* _AVAILABLE DATA_:
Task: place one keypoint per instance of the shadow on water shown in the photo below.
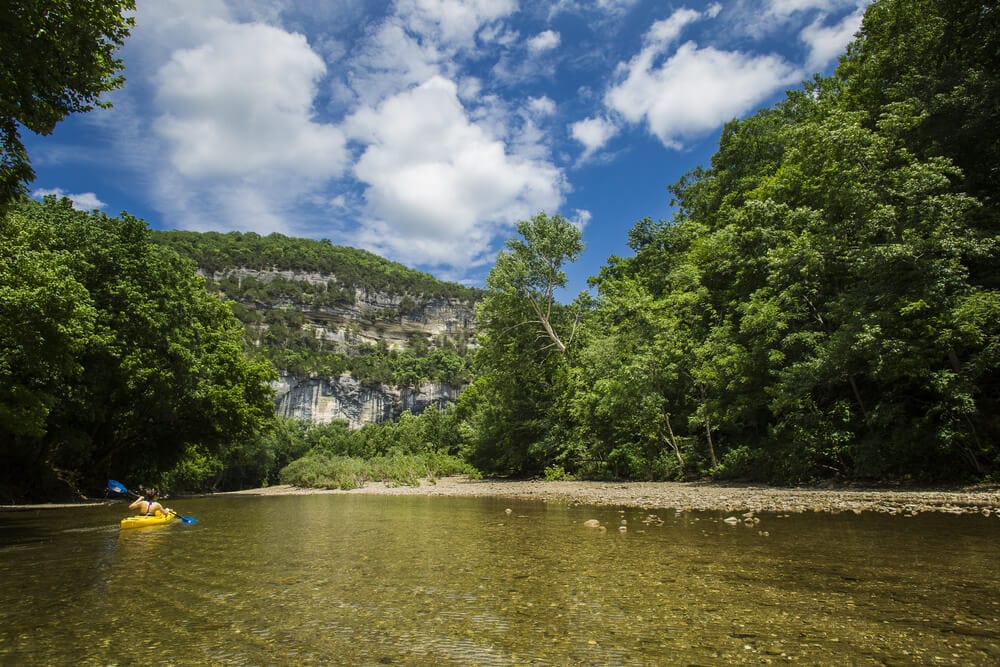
(333, 579)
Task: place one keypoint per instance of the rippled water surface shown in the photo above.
(368, 580)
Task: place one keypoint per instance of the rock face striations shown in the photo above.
(349, 321)
(323, 400)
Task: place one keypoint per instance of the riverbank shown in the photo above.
(693, 496)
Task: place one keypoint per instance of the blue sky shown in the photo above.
(423, 130)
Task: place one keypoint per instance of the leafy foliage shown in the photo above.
(113, 356)
(57, 58)
(823, 304)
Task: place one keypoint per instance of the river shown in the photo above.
(412, 580)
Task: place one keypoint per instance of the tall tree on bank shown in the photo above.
(514, 412)
(56, 58)
(114, 358)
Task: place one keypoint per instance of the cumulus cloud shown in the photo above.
(82, 201)
(825, 42)
(541, 106)
(544, 41)
(241, 104)
(439, 187)
(393, 60)
(593, 133)
(693, 90)
(452, 22)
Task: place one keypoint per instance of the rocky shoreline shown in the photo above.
(694, 496)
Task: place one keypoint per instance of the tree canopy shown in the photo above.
(114, 358)
(824, 303)
(56, 58)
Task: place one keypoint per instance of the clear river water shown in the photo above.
(407, 580)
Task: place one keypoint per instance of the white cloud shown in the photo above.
(693, 90)
(666, 31)
(541, 106)
(391, 61)
(439, 187)
(826, 43)
(544, 41)
(82, 201)
(593, 133)
(452, 22)
(240, 104)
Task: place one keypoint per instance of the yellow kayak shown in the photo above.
(142, 521)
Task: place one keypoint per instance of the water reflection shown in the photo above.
(404, 580)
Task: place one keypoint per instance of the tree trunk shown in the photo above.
(673, 443)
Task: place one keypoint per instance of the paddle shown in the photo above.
(118, 487)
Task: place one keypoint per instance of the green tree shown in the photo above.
(523, 282)
(515, 414)
(56, 58)
(148, 364)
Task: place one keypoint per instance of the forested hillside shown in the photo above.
(313, 309)
(114, 359)
(823, 304)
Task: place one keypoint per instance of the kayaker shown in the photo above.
(150, 506)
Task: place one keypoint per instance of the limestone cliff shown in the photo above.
(346, 323)
(323, 400)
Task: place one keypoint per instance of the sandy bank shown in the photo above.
(694, 496)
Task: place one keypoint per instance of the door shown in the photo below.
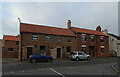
(58, 52)
(29, 51)
(91, 51)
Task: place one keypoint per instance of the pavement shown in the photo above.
(96, 66)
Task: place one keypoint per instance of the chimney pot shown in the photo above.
(98, 29)
(69, 23)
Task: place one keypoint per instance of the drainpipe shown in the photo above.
(118, 55)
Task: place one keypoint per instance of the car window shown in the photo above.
(79, 53)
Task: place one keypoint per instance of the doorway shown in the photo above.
(91, 51)
(58, 52)
(29, 51)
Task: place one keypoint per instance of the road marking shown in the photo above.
(56, 72)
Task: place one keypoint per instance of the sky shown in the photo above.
(86, 15)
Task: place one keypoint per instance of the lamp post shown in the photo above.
(118, 44)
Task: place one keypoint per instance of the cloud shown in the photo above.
(82, 14)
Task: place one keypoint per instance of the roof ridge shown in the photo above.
(84, 28)
(44, 26)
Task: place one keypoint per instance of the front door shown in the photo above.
(91, 51)
(58, 52)
(29, 51)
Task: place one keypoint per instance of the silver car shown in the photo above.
(79, 55)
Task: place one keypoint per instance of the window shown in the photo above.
(79, 53)
(68, 49)
(42, 49)
(34, 37)
(102, 50)
(83, 37)
(92, 38)
(47, 38)
(10, 49)
(112, 39)
(69, 40)
(17, 43)
(84, 49)
(58, 39)
(102, 38)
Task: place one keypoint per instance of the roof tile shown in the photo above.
(11, 38)
(87, 31)
(45, 29)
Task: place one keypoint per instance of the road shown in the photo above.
(97, 66)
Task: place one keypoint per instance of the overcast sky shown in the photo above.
(82, 14)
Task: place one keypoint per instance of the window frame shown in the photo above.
(69, 40)
(47, 38)
(83, 37)
(101, 38)
(67, 49)
(59, 39)
(9, 50)
(92, 39)
(35, 37)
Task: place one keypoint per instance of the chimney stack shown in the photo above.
(98, 29)
(69, 24)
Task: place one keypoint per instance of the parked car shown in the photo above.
(79, 55)
(34, 58)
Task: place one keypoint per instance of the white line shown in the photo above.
(57, 72)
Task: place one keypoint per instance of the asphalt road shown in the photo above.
(97, 66)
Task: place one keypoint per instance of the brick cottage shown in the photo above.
(59, 42)
(10, 47)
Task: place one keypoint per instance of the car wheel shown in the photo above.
(88, 58)
(77, 59)
(34, 61)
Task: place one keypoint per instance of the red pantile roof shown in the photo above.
(87, 31)
(11, 38)
(24, 27)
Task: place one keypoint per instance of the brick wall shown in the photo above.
(28, 42)
(8, 54)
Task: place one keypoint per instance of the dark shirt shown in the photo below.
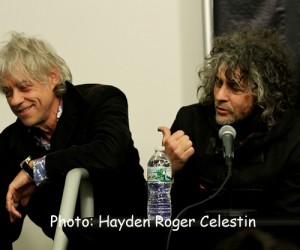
(265, 172)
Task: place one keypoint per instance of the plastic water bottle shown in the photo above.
(159, 180)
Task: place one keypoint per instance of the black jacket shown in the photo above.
(265, 171)
(93, 132)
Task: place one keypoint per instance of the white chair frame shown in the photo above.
(77, 181)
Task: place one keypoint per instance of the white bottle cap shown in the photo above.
(159, 148)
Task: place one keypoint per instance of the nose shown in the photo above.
(222, 93)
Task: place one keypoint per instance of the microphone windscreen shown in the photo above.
(227, 129)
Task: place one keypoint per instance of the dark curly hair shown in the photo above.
(266, 63)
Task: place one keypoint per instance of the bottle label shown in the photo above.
(157, 174)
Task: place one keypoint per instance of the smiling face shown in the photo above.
(33, 102)
(233, 98)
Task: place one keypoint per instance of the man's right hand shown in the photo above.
(178, 147)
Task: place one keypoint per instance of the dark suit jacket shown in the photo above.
(93, 132)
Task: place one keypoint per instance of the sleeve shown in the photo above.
(107, 136)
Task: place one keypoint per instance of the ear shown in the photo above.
(54, 77)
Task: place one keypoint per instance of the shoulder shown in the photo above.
(196, 109)
(92, 89)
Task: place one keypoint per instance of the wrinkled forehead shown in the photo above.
(13, 74)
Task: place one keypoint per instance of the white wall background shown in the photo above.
(151, 50)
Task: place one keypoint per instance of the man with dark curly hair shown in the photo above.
(247, 82)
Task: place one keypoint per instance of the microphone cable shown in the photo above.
(229, 166)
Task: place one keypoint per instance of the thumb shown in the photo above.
(166, 133)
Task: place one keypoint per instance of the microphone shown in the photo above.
(227, 134)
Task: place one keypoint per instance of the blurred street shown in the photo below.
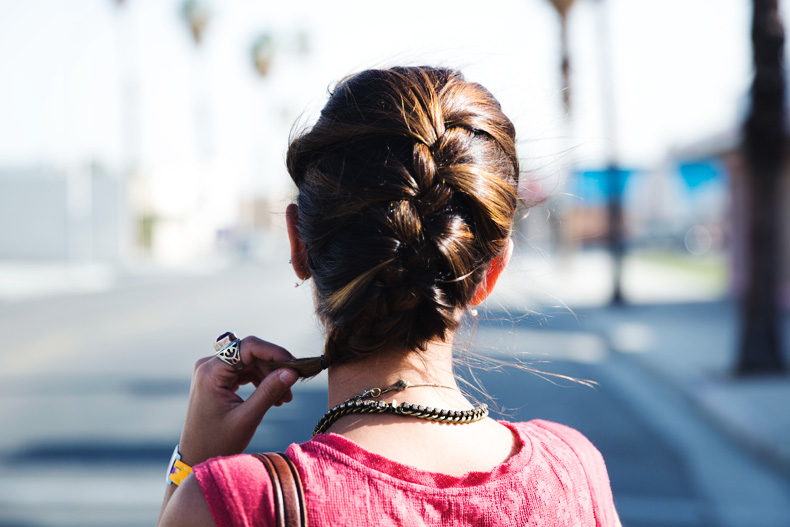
(93, 389)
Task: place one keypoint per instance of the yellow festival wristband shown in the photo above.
(178, 470)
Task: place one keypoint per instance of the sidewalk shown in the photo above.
(676, 326)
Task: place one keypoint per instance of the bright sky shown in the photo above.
(680, 72)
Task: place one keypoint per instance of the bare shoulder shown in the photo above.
(187, 507)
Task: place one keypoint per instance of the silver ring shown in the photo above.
(228, 350)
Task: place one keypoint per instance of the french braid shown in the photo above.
(407, 191)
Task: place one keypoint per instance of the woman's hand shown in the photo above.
(218, 421)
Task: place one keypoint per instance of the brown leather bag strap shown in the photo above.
(289, 504)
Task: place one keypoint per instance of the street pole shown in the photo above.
(614, 174)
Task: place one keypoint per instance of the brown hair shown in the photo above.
(407, 191)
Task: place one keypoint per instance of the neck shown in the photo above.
(433, 366)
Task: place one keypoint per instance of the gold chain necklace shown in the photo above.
(364, 403)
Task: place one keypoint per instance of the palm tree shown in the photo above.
(764, 148)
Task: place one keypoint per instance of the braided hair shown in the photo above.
(407, 191)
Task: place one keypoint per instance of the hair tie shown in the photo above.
(324, 363)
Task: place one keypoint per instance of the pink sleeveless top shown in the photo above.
(556, 478)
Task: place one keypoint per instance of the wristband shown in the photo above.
(177, 470)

* _DIRECTIONS FOR THIS TASK_: What you set down should be exactly the lines from the line containing "Task: place one keypoint per instance of the man with" to the last line of the entries above, both included, with no pictures.

* _TASK ANSWER_:
Task: place one keypoint per instance of the man with dark curly hair shown in the photo above.
(247, 82)
Task: place one keypoint per instance of the microphone cable shown in the photo above.
(229, 166)
Task: place one keypoint per instance of the thumb shown in the photo above.
(166, 133)
Task: place one keypoint per instance of the microphone shown in the photo above.
(227, 134)
Task: place one keypoint per instance of the blurred street shown in the photo below.
(93, 389)
Task: place one keypoint per instance of the yellow festival wristband shown in the photo above.
(178, 470)
Task: place one keypoint per instance of the sidewalk shown in the photo above.
(676, 326)
Task: place one keypoint per instance of the bright sky shown in the photo above.
(680, 72)
Task: place one keypoint per instance of the bare shoulder shown in the photo above.
(187, 507)
Task: place one keypoint per instance of the silver ring shown in the photo above.
(228, 350)
Task: place one keypoint per instance of the french braid shown in the photo above.
(407, 191)
Task: place one keypoint per instance of the woman's hand shown in the photo above.
(218, 421)
Task: place one keypoint per instance of the brown leather bag strap shown in the photo above.
(289, 504)
Task: place one keypoint per instance of the street pole shown in the photo above.
(614, 174)
Task: place one keypoint per instance of the brown hair shown in the photo above.
(407, 191)
Task: place one keypoint per instance of the neck shown in the photo above.
(433, 366)
Task: place one keypoint per instance of the gold chain necklace shown in the photo above.
(364, 403)
Task: place one keypoint per instance of the palm tree shown in the photo above.
(764, 148)
Task: place one keypoint per instance of the braided hair shown in the photo above.
(407, 191)
Task: place one keypoint per instance of the hair tie shown in the photo above.
(324, 363)
Task: place one keypoint per instance of the pink sleeveless top shown in the photo above.
(556, 478)
Task: place one keypoint per instance of the wristband shown in the photo above.
(177, 470)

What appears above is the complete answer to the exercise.